■ EXERCISE GOAL
The required output is the line that contains "locate person walking" and every line after it, each written out exactly, up to the end of the entries.

((

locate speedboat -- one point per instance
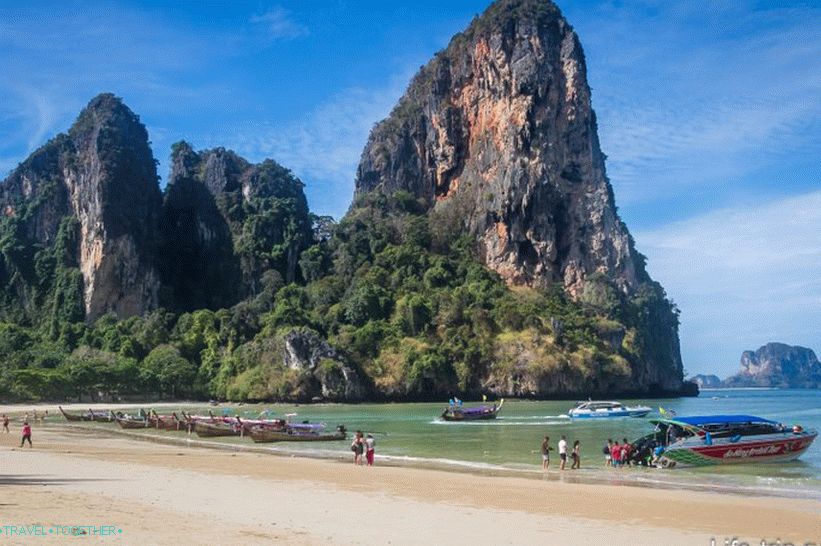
(593, 409)
(726, 439)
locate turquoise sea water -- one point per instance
(413, 434)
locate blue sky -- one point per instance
(709, 112)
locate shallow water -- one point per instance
(413, 434)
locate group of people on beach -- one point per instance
(363, 446)
(575, 453)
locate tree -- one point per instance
(165, 370)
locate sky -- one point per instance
(709, 113)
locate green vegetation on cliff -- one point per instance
(399, 294)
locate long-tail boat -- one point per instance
(131, 422)
(166, 422)
(76, 417)
(263, 435)
(458, 413)
(207, 429)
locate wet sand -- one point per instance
(160, 494)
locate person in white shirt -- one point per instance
(562, 452)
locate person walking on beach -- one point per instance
(562, 452)
(615, 453)
(357, 446)
(576, 455)
(546, 449)
(608, 457)
(26, 434)
(370, 444)
(626, 452)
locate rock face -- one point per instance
(498, 132)
(499, 126)
(778, 365)
(225, 223)
(335, 379)
(706, 381)
(93, 193)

))

■ FINISHED TASK
locate person walking on beach -- one point per instance
(562, 452)
(615, 453)
(357, 446)
(576, 455)
(546, 449)
(608, 457)
(26, 434)
(370, 444)
(626, 452)
locate rock face -- one point per instance
(498, 132)
(499, 126)
(778, 365)
(225, 223)
(335, 379)
(706, 381)
(93, 193)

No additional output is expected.